┌─ EXCERPT

Teri Buhl, The Atlantic

Lawsuit alleges the bank took extreme measures to defraud investors, and now JPMorgan may be on the hook.

Former Bear Stearns mortgage executives who now run mortgage divisions of Goldman Sachs, Bank of America, and Ally Financial have been accused of cheating and defrauding investors through the mortgage securities they created and sold while at Bear. According to e-mails and internal audits, JPMorgan had known about this fraud since the spring of 2008, but hid it from the public eye through legal maneuvering. Last week a lawsuit filed in 2008 by mortgage insurer Ambac Assurance Corp against Bear Stearns and JPMorgan was unsealed. The lawsuit’s supporting e-mails, going back as far as 2005, highlight Bear traders telling their superiors they were selling investors like Ambac a “sack of shit.”

News of internal whistleblowers coming forward from Bear’s mortgage servicing division, EMC, was first reported by The Atlantic in May of last year. Ex-EMC analysts admitted they were sometimes told to falsify loan-level performance data provided to the ratings agencies who blessed Bear’s billion-dollar deals. But according to depositions and documents in the Ambac lawsuit, Bear’s misdeeds went even deeper. They say senior traders under Tom Marano, who was a Senior Managing Director and Global Head of Mortgages for Bear and is now CEO of Ally’s mortgage operations, were pocketing cash that should have gone to securities holders after Bear had already sold them bonds and moved the loans off its books.

└─

**PROBLEMS**
a – In the article on the Bear Stearns lawsuit, which mortgage insurer filed the suit against Bear Stearns and JPMorgan in 2008?
b – Write the next paragraph of the article on the Bear Stearns lawsuit, picking up after its final sentence.

┌─ DATA EXTRACT

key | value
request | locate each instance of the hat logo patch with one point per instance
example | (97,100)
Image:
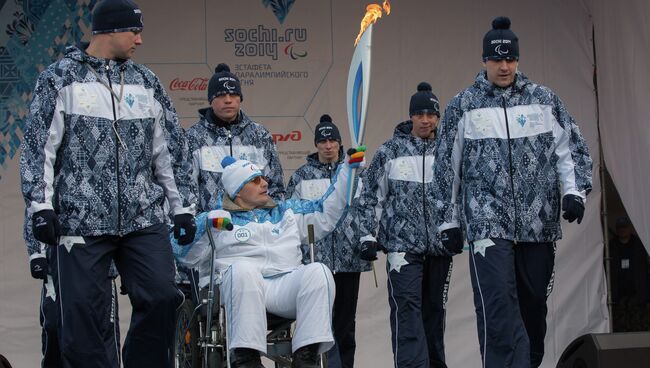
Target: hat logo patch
(228,86)
(501,52)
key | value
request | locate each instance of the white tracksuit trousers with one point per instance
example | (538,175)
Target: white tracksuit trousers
(305,294)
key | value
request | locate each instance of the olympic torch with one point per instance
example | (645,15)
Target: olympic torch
(359,88)
(359,82)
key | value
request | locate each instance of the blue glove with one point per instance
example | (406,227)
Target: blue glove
(452,240)
(368,251)
(45,226)
(184,228)
(573,207)
(356,156)
(38,268)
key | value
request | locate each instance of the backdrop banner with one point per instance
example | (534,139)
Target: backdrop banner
(293,59)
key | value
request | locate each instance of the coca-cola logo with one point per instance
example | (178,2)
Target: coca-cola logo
(293,136)
(196,84)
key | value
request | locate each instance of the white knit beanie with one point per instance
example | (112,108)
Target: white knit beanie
(236,173)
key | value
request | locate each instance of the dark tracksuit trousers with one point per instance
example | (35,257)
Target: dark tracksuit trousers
(50,318)
(344,320)
(144,261)
(417,293)
(511,283)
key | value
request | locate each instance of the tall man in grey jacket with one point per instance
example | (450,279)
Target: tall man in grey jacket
(397,209)
(102,152)
(509,158)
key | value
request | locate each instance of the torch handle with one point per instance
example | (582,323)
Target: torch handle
(310,239)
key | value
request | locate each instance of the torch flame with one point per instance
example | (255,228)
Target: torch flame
(373,12)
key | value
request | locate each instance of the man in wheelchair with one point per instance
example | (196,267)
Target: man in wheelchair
(259,262)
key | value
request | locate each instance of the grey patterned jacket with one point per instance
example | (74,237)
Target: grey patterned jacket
(101,176)
(210,141)
(339,250)
(397,198)
(493,139)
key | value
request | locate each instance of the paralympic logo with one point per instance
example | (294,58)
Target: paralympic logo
(294,55)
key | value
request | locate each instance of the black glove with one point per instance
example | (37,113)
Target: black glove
(452,240)
(45,226)
(368,251)
(184,222)
(38,268)
(573,207)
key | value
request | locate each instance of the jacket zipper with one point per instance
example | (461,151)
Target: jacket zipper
(510,168)
(117,151)
(424,194)
(329,173)
(230,142)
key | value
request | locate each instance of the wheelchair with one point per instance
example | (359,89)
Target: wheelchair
(200,337)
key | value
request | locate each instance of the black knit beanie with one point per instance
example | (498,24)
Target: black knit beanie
(424,101)
(113,16)
(326,130)
(223,82)
(500,42)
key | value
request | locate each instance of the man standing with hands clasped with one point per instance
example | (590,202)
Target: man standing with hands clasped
(509,158)
(102,152)
(396,209)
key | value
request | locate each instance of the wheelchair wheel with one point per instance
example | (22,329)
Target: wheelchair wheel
(187,353)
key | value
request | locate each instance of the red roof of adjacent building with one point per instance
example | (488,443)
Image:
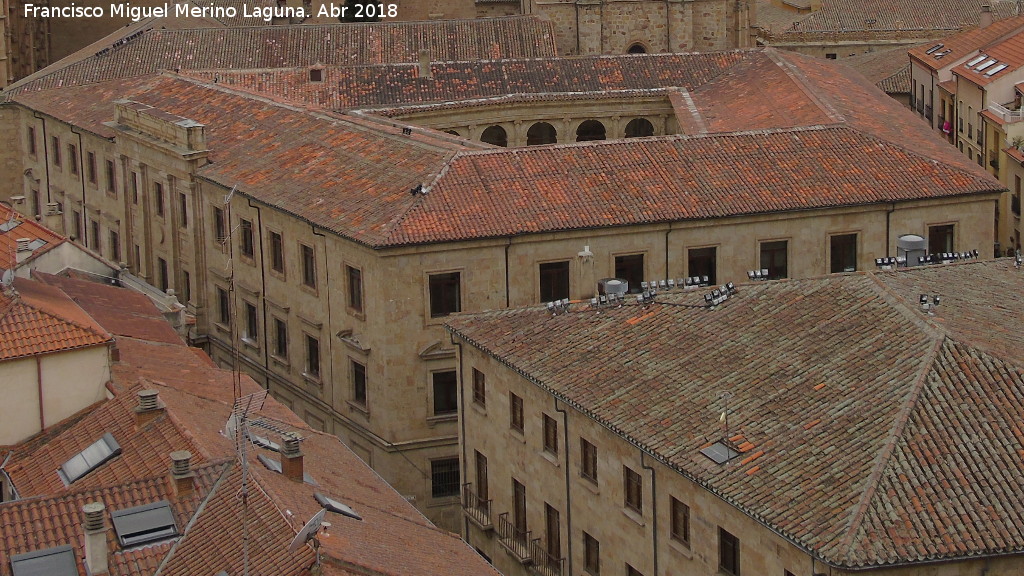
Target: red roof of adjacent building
(851,406)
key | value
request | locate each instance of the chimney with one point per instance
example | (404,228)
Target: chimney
(986,15)
(95,538)
(425,71)
(181,475)
(291,457)
(148,407)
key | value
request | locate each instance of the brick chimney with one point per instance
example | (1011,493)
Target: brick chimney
(95,537)
(986,15)
(181,474)
(424,70)
(148,407)
(291,456)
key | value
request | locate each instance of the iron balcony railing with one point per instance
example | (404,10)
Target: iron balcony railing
(545,564)
(514,539)
(477,508)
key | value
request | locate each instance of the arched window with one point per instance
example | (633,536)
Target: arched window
(639,127)
(495,135)
(542,132)
(590,130)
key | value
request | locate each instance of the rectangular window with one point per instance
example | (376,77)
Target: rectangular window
(445,393)
(773,257)
(515,412)
(552,533)
(162,277)
(554,281)
(680,527)
(95,235)
(704,261)
(280,338)
(219,227)
(115,246)
(358,383)
(550,435)
(111,178)
(158,198)
(843,252)
(940,239)
(252,323)
(276,252)
(630,269)
(444,478)
(73,159)
(246,239)
(591,554)
(354,288)
(479,391)
(312,357)
(588,460)
(634,490)
(223,306)
(182,210)
(728,552)
(519,507)
(308,265)
(186,286)
(444,293)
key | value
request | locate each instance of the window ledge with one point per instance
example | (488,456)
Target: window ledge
(681,547)
(634,516)
(553,458)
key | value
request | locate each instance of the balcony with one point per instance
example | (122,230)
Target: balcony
(545,564)
(514,540)
(1007,114)
(476,508)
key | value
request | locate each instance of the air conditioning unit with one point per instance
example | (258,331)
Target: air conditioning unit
(615,286)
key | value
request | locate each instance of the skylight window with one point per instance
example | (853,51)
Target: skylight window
(144,524)
(51,562)
(996,70)
(720,453)
(333,505)
(89,459)
(975,60)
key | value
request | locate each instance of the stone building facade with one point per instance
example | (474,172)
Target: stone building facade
(656,440)
(323,251)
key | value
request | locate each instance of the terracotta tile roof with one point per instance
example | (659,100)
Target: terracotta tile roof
(808,121)
(122,313)
(345,87)
(888,406)
(964,43)
(905,15)
(37,319)
(281,46)
(27,229)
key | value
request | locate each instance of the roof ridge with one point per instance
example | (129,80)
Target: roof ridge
(902,417)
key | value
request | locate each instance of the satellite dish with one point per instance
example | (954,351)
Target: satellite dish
(308,531)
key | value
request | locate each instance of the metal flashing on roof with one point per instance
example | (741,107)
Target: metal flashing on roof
(720,453)
(144,524)
(89,459)
(333,505)
(50,562)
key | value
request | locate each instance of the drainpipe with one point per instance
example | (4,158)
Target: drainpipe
(653,497)
(568,500)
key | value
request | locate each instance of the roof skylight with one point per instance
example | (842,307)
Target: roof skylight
(51,562)
(89,459)
(144,524)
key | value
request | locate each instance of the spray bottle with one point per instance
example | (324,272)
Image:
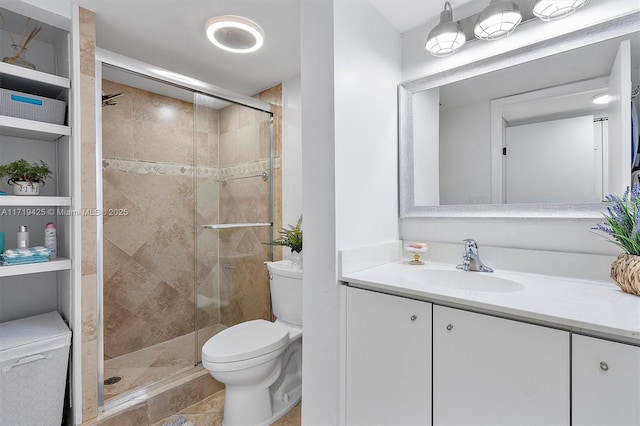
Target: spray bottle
(50,240)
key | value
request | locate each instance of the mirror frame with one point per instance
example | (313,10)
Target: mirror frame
(617,27)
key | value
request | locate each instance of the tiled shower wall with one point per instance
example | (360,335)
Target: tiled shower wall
(149,251)
(147,149)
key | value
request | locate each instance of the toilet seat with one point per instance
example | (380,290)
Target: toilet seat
(245,341)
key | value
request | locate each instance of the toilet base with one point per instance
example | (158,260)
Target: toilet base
(266,406)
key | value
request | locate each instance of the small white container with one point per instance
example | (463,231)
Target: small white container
(34,354)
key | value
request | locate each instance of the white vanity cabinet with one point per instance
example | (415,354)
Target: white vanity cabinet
(493,371)
(606,382)
(388,359)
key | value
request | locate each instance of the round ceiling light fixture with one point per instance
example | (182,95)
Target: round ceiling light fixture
(550,10)
(235,33)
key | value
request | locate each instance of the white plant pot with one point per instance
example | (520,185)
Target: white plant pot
(296,260)
(26,188)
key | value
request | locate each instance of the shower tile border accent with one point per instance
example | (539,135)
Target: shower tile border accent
(172,169)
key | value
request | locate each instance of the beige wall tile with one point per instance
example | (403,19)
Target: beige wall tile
(89,379)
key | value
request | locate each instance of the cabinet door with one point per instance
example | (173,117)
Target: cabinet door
(388,365)
(606,382)
(492,371)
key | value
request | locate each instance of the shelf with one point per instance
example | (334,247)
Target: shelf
(35,82)
(29,129)
(58,264)
(33,201)
(236,225)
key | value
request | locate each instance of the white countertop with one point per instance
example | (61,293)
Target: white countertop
(592,307)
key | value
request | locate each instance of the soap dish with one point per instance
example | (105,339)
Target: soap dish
(416,249)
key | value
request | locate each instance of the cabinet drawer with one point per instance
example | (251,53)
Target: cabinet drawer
(606,382)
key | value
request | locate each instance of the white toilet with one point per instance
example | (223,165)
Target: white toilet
(260,362)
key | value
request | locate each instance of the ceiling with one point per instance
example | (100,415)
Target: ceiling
(170,34)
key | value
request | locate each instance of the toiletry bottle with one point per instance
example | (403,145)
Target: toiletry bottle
(23,237)
(50,240)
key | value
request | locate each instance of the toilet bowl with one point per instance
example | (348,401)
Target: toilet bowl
(260,362)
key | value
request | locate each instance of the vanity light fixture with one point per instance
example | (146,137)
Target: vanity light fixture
(550,10)
(497,20)
(235,33)
(447,37)
(601,99)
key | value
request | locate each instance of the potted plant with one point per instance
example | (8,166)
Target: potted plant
(292,238)
(25,177)
(623,229)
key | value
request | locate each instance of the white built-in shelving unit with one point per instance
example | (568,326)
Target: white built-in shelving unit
(36,140)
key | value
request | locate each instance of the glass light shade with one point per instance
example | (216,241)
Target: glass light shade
(445,39)
(601,99)
(550,10)
(235,33)
(497,20)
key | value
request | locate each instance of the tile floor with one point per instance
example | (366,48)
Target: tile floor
(208,412)
(150,365)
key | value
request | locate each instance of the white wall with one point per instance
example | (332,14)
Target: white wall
(350,66)
(38,9)
(465,154)
(291,153)
(545,234)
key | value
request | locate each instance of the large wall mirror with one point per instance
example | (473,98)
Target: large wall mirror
(519,134)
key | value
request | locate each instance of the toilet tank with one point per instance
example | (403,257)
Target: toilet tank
(286,291)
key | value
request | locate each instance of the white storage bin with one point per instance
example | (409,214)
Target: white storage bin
(34,355)
(31,107)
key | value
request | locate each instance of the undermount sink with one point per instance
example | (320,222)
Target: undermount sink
(462,280)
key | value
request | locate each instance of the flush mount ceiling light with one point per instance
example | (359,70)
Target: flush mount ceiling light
(550,10)
(235,33)
(497,20)
(447,37)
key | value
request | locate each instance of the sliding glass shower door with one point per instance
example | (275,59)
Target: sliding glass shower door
(233,214)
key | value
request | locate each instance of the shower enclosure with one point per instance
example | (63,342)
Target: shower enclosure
(187,184)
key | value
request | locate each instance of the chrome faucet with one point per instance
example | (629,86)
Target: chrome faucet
(471,258)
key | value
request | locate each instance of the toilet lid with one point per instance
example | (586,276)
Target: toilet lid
(246,340)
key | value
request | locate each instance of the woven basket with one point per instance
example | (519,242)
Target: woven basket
(625,271)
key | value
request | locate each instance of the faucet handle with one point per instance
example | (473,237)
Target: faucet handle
(470,245)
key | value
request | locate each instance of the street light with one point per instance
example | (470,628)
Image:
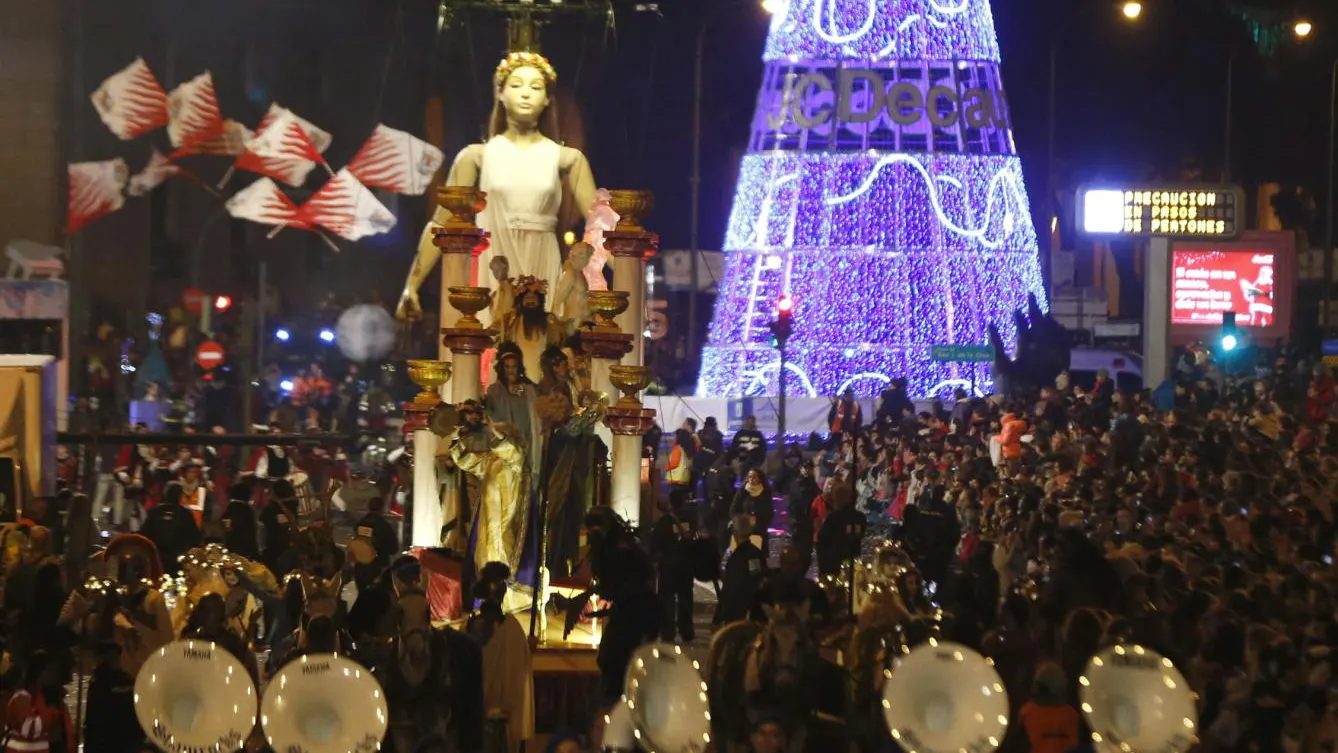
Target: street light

└─

**ANSWER SET**
a – Ambac Assurance Corp

b –
Mike Nierenberg, who ran the adjustable-rate mortgage trading desk at Bear and is now the head of mortgages and securitization for Bank of America, was a key player ensuring the defaulting loans Bear was buying would move off their books right after they bought them, with little concern for the firm’s due diligence standards. He was joined in this scheme by Jeff Verschleiser, his peer and Senior Managing Director on the mortgage and asset-backed securities trading desk and head of whole loan trading. He is now an executive in Goldman Sachs’ mortgage division.